━━━━━ EXTRACTED MATERIAL
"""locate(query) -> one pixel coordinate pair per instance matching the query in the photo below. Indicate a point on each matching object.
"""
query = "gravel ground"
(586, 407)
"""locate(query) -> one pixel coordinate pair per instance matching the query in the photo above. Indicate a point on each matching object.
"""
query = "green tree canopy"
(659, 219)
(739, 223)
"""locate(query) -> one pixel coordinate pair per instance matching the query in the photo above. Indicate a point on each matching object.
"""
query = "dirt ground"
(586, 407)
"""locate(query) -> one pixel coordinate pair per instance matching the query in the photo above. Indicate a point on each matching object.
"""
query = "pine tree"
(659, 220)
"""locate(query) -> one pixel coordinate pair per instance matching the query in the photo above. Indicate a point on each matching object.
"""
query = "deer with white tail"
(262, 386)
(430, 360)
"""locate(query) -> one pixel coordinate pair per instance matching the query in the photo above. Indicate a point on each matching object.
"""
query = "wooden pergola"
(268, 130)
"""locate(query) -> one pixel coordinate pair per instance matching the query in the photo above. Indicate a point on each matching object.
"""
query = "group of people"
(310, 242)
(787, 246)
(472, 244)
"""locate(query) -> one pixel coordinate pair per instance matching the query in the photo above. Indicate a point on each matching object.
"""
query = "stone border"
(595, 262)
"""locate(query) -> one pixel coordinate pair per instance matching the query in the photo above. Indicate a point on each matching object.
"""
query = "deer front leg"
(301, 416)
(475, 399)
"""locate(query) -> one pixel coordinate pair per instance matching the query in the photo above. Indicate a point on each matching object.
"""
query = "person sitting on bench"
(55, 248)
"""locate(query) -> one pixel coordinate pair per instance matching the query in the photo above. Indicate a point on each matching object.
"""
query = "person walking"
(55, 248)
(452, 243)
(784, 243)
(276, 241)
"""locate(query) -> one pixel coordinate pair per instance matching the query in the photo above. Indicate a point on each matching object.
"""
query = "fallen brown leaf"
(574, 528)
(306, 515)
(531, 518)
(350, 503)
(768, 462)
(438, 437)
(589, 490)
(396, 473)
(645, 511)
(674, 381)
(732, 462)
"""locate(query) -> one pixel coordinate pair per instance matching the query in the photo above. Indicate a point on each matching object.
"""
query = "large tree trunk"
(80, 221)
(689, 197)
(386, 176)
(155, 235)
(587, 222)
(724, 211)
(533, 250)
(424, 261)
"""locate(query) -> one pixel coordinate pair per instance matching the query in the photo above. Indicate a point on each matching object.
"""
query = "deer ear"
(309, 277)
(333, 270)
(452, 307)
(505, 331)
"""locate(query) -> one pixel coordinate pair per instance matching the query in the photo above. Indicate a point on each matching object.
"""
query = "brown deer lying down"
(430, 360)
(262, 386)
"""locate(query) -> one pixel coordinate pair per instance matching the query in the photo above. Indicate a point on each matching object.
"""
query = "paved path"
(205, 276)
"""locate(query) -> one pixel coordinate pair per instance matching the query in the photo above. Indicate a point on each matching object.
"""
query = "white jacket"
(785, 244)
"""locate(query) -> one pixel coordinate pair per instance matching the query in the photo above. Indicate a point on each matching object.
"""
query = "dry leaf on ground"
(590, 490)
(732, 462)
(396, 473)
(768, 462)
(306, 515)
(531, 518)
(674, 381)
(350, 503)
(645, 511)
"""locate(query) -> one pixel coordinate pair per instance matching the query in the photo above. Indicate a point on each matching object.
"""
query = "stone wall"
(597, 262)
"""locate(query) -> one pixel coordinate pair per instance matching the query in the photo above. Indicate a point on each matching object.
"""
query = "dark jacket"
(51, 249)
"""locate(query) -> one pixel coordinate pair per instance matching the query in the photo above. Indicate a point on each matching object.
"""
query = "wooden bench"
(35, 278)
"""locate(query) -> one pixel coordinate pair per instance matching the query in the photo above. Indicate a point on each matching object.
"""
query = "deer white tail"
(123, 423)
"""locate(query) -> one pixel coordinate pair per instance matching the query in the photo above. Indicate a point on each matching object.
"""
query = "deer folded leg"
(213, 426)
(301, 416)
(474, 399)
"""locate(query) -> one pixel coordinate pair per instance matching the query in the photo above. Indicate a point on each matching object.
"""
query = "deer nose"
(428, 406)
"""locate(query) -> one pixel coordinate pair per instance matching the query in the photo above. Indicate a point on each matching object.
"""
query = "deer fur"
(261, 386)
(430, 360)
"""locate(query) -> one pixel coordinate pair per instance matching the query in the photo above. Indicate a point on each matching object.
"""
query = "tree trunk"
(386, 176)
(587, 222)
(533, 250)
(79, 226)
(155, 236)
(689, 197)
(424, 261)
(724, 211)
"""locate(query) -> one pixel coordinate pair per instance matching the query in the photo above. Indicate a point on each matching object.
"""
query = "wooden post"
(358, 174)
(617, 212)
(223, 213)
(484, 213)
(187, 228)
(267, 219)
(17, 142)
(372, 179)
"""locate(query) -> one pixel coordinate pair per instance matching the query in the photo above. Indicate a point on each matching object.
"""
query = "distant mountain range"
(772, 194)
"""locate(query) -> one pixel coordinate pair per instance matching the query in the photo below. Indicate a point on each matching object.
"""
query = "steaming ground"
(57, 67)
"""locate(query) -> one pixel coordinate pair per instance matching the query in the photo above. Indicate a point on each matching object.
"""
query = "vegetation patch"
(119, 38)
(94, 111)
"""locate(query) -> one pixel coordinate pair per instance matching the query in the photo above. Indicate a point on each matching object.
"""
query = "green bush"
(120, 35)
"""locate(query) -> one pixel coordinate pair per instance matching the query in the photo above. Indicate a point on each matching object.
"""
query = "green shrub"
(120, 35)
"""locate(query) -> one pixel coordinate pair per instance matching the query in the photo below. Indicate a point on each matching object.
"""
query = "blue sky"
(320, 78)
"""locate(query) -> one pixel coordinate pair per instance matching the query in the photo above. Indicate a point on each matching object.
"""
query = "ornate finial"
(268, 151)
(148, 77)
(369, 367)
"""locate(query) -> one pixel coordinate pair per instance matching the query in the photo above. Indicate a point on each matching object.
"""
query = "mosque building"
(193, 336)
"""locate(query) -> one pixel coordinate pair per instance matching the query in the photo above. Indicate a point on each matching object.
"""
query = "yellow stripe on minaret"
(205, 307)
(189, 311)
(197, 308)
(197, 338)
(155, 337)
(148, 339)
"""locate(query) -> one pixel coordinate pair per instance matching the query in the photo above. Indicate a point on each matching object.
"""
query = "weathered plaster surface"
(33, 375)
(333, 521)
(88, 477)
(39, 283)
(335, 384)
━━━━━━━━━━
WHAT THIS TASK INVOLVES
Reproduce the material above, every line of it, exactly.

COMPLETE RESPONSE
"""locate(query) -> one pixel coordinate pair per instance matching the query in the photo below. Indicate a point on each matching object.
"""
query = "gravel ground"
(586, 407)
"""locate(query) -> one pixel coordinate pair per instance matching the query in the photo above. Indicate a point on each matching object.
"""
query = "green tree canopy"
(659, 219)
(739, 223)
"""locate(query) -> one pixel coordinate pair per instance matching the query in the photo above. Indicate a point on each matching object.
"""
query = "dirt ground"
(586, 407)
"""locate(query) -> one pixel coordinate pair per instance matching the query in the photo above. Indicate a point on each matching object.
"""
query = "pine tree"
(659, 220)
"""locate(query) -> one pixel coordinate pair per instance matching the query in the photo above. Indicate a point on each matching object.
"""
query = "deer with white tail"
(262, 386)
(430, 360)
"""locate(query) -> one pixel coordinate pair per instance matching the query in the photo above. Indicate a point on each matching object.
"""
query = "wooden pergola"
(268, 130)
"""locate(query) -> one pixel coordinate pair per instance matching the query in the photo above. Indicate a point on each matching object.
"""
query = "group of people"
(310, 242)
(787, 246)
(472, 244)
"""locate(query) -> one pixel coordinate pair per instance matching the query in the photo above. Indicate a point on each matching object.
"""
query = "stone border"
(595, 262)
"""locate(query) -> one pixel coordinate pair per instance matching the query in the photo above. Indicate a point on each matching object.
"""
query = "deer front leg"
(301, 416)
(475, 399)
"""locate(query) -> one pixel coordinate pair per instance matching the query in the photo above. Indicate a point on each matching object.
"""
query = "person sitting on bench"
(55, 248)
"""locate(query) -> one pixel coordinate pair per instance matching the query in the photo above. Indicate a point on each matching object.
"""
query = "person walking"
(55, 248)
(452, 243)
(784, 243)
(276, 241)
"""locate(query) -> one pixel coordinate pair per instance matching the query in the photo above. Indicate a point on each matching object.
"""
query = "fallen brown leaf"
(574, 528)
(306, 515)
(531, 518)
(350, 503)
(768, 462)
(438, 437)
(589, 490)
(396, 473)
(645, 511)
(674, 381)
(732, 462)
"""locate(query) -> one pixel coordinate pair per instance matching the query in the photo above. Indicate a point on each matching object.
"""
query = "large tree trunk"
(80, 221)
(689, 197)
(386, 176)
(155, 235)
(587, 222)
(724, 211)
(533, 250)
(424, 261)
"""locate(query) -> one pixel coordinate pair per instance matching the query in the photo above. Indicate a point on each matching object.
"""
query = "deer ear"
(309, 277)
(333, 270)
(452, 307)
(505, 331)
"""locate(query) -> one pixel coordinate pair per instance matching the query in the photo above. Indicate a point on each matching object.
"""
query = "brown deer lying down"
(430, 360)
(262, 386)
"""locate(query) -> one pixel coordinate pair per instance matching the query in the photo above. Indicate a point on each matching object.
"""
query = "paved path"
(205, 276)
"""locate(query) -> one pixel coordinate pair per instance matching the query in the photo above. Indicate a point on each matching object.
"""
query = "white jacket"
(785, 244)
"""locate(query) -> one pixel coordinate pair per instance matching the query in the photo above. Indicate a point on each matching object.
"""
query = "dry leaf on ground"
(590, 490)
(732, 462)
(396, 473)
(768, 462)
(306, 515)
(531, 518)
(674, 381)
(350, 503)
(645, 511)
"""locate(query) -> one pixel coordinate pair per instance matching the query in the photo above. Indicate a point on each matching object.
"""
query = "stone wall"
(597, 262)
"""locate(query) -> one pixel coordinate pair per instance matching the query in the photo above. Indicate a point on each matching object.
"""
query = "dark jacket"
(51, 249)
"""locate(query) -> one pixel coordinate pair per instance matching the query in the photo above. Indicate a point on each matching object.
"""
query = "wooden bench"
(35, 278)
"""locate(query) -> one pixel coordinate pair per instance matching the query in the photo above. Indicate a point on each matching object.
"""
query = "deer white tail"
(123, 423)
"""locate(query) -> one pixel coordinate pair per instance matching the query in the photo above. Indicate a point on each matching object.
"""
query = "deer folded leg"
(213, 426)
(301, 416)
(474, 399)
"""locate(query) -> one pixel coordinate pair per instance matching the query in the photo above. Indicate a point on each matching object.
"""
query = "deer nose"
(428, 406)
"""locate(query) -> one pixel coordinate pair per instance matching the query in the photo above. Indicate a point on each matching object.
"""
query = "deer fur"
(261, 386)
(430, 360)
"""locate(query) -> one pixel coordinate pair per instance matching the query in the photo above. Indicate a point on each matching object.
"""
query = "tree trunk"
(386, 176)
(587, 222)
(533, 250)
(79, 226)
(155, 236)
(689, 197)
(424, 261)
(724, 211)
"""locate(query) -> one pixel coordinate pair per instance matching the query in the photo above. Indicate a point on each matching object.
"""
query = "wooden post"
(358, 174)
(617, 212)
(223, 213)
(484, 213)
(187, 228)
(267, 219)
(17, 142)
(372, 179)
"""locate(query) -> one pixel coordinate pair per instance matching the query in the photo above. Indicate a point on each matching object.
"""
query = "distant mountain range"
(772, 194)
"""locate(query) -> one pixel coordinate pair per instance matching the query in the photo below. Indicate a point on each matching object.
"""
query = "steaming ground"
(57, 67)
"""locate(query) -> one pixel coordinate pair per instance matching the query in the photo above. Indicate a point on each matching object.
"""
query = "vegetation patch"
(119, 38)
(94, 111)
"""locate(query) -> one pixel coordinate pair per instance matching the query in the photo above. Indicate a point on each matching object.
"""
query = "green bush"
(120, 35)
"""locate(query) -> one pixel coordinate pair per instance matching the query in the photo above. Indicate a point on each matching object.
"""
query = "green shrub"
(120, 35)
"""locate(query) -> one pixel coordinate pair per instance matching the query in the photo below. Indicate a point on each matching object.
"""
query = "blue sky"
(320, 78)
"""locate(query) -> one pixel coordinate pair per instance matching the query in the photo above. Indicate a point on each matching object.
"""
query = "ornate finial"
(268, 151)
(148, 77)
(369, 367)
"""locate(query) -> one pixel coordinate pair per instance matching the query in the photo above. Indicate a point on each matching object.
"""
query = "mosque building"
(193, 336)
"""locate(query) -> one pixel coordinate pair per instance matching the query in the photo above. Indicate a point on each matching object.
"""
query = "yellow stripe on minaret"
(205, 307)
(189, 311)
(197, 308)
(197, 338)
(155, 337)
(148, 339)
"""locate(query) -> one pixel coordinate pair per instance matching the query in the photo above. Indicate a point on each matching object.
"""
query = "weathered plaster surface"
(33, 375)
(333, 521)
(88, 477)
(39, 283)
(335, 384)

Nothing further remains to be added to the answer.